● **Text excerpt**
# # #
Sputnik: “Made in Vietnam” Products Winning Larger Shares in International Market

“Made in Vietnam” products are winning larger shares in the international market and Vietnam would become a new production hub of the world.
February 09, 2022 | 08:36
Photo: VNA
Vietnam enjoys good results in foreign direct investment (FDI) attraction, Photo: VNA

Russia's Sputnik news agency said last year, Vietnam enjoyed good results in foreign direct investment (FDI) attraction, and drew hundreds of millions of US dollars right at the beginning of 2022, which showed the strong confidence of investors, including many giant firms such as Foxconn, Pegatron, Wistron, LEGO and Nike, in the country's economic prospects.

Sputnik cited statistics from the General Department of Vietnam Customs showing that Vietnam earned a record amount of $57.54 billion from exporting telephones and accessories in 2021, a rise of 12.4% year on year, and a 25-fold increase from the $2.3 billion recorded in 2010.

According to Sputnik, the result was firstly attributable to the Republic of Korea’s Samsung Group, whose revenue accounted for nearly 20% of Vietnam’s GDP last year. As of the end of 2021, Samsung had invested $18 billion in Vietnam. Currently, more than 50% of Samsung’s cell phones are produced in Vietnam. Smart mobile devices manufactured in Vietnam are being exported to 128 countries and territories in the world.

Photo: Vietnam Economic News
The number of orders for Vietnam is rising thanks to the strong workforce and low labour cost. Photo: Vietnam Economic News

According to Sputnik, experts predicted that Vietnam will become the largest production hub of Nike. The CNBC quoted the world leading sportwear producer's financial report as saying that in 2021, Vietnam produced 51% of its global production.

The situation is similar for Adidas, Nike’s rival, with 40% of its footwear being made in Vietnam.
# # #
● **Given data**
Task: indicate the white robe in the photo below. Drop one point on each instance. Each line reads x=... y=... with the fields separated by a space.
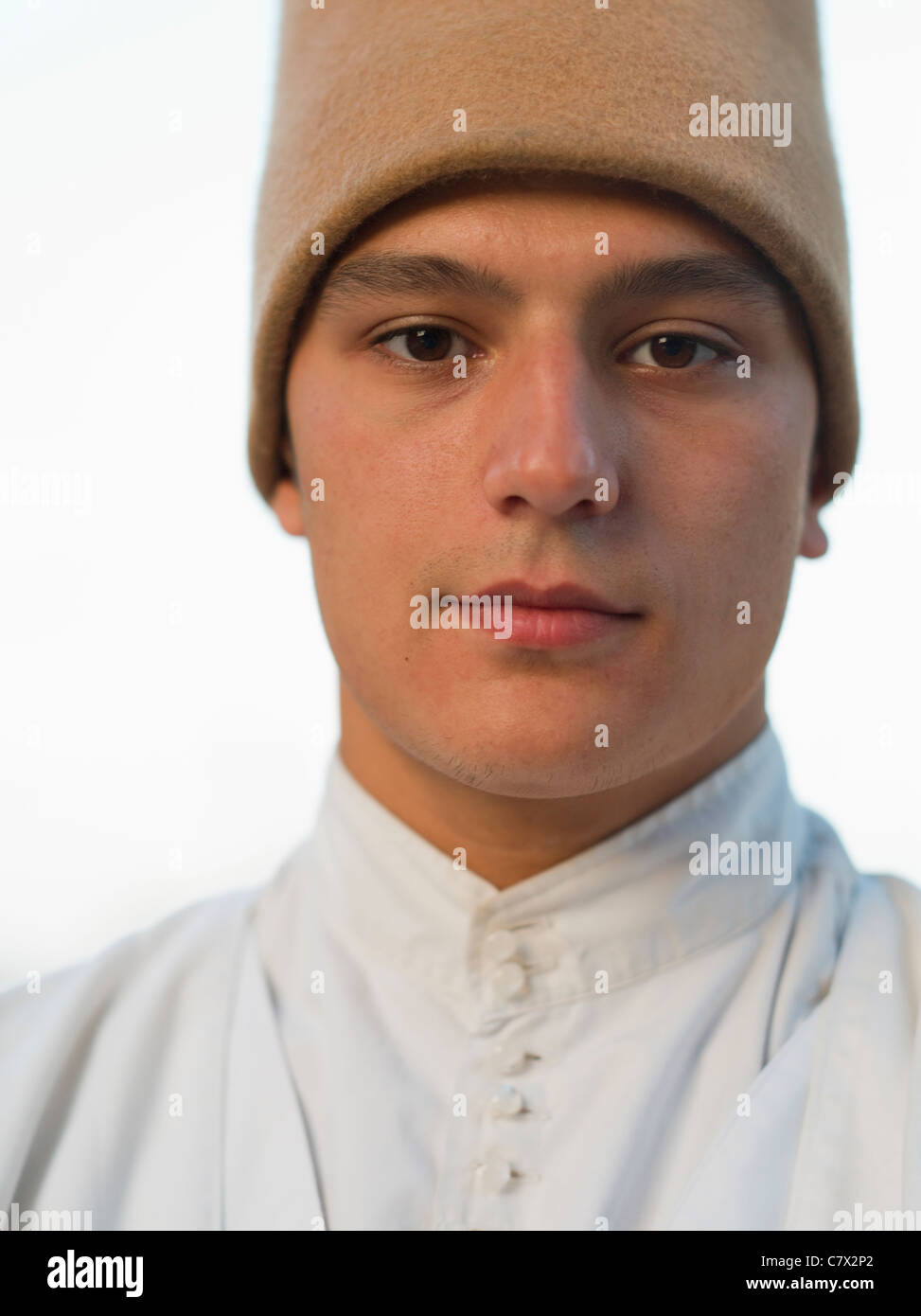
x=700 y=1052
# # #
● **Instructions to follow**
Write out the passage of the article on "Made in Vietnam" products word for word, from "Sputnik cited statistics" up to and including "recorded in 2010.".

● **Result of the task**
Sputnik cited statistics from the General Department of Vietnam Customs showing that Vietnam earned a record amount of $57.54 billion from exporting telephones and accessories in 2021, a rise of 12.4% year on year, and a 25-fold increase from the $2.3 billion recorded in 2010.